**PROBLEM REQUIREMENTS:**
Return the following from the records below: each line, word for word, starting with the line that contains "For every instance of the blonde" and going on through the line that contains "For every instance of the teal", with nothing outside that range.

Start of TASK INPUT

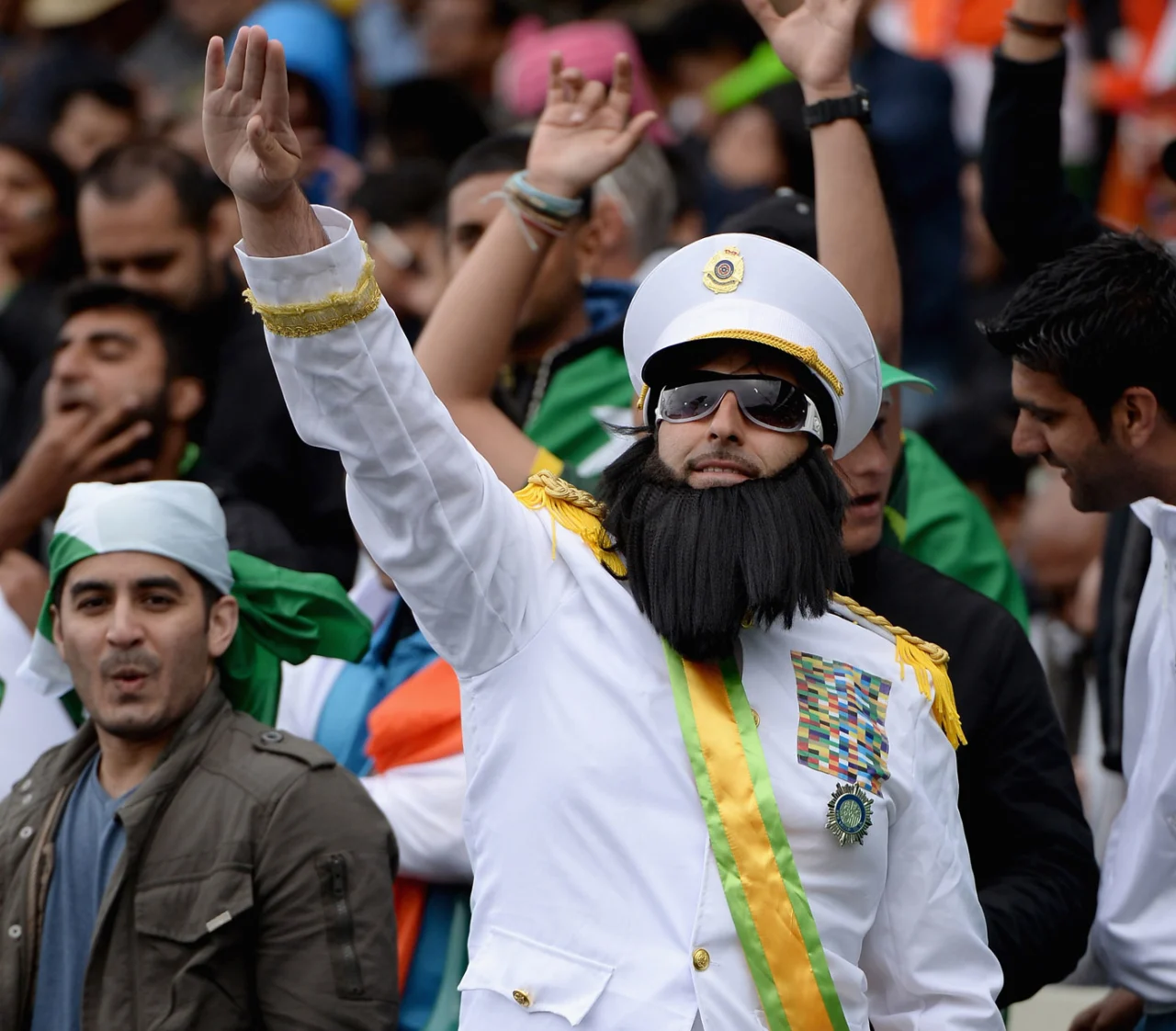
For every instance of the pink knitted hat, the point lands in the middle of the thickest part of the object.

End of TASK INPUT
Start of TASK INPUT

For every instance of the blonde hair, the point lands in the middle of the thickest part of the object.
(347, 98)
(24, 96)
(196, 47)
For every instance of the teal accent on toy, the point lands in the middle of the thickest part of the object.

End of TASK INPUT

**ANSWER BELOW:**
For every instance of the blonde hair, the point lands in the middle of the thickest part of the object.
(347, 98)
(24, 96)
(196, 47)
For every instance of the teal accent on toy, the point lands in the middle of the thickest part of the object.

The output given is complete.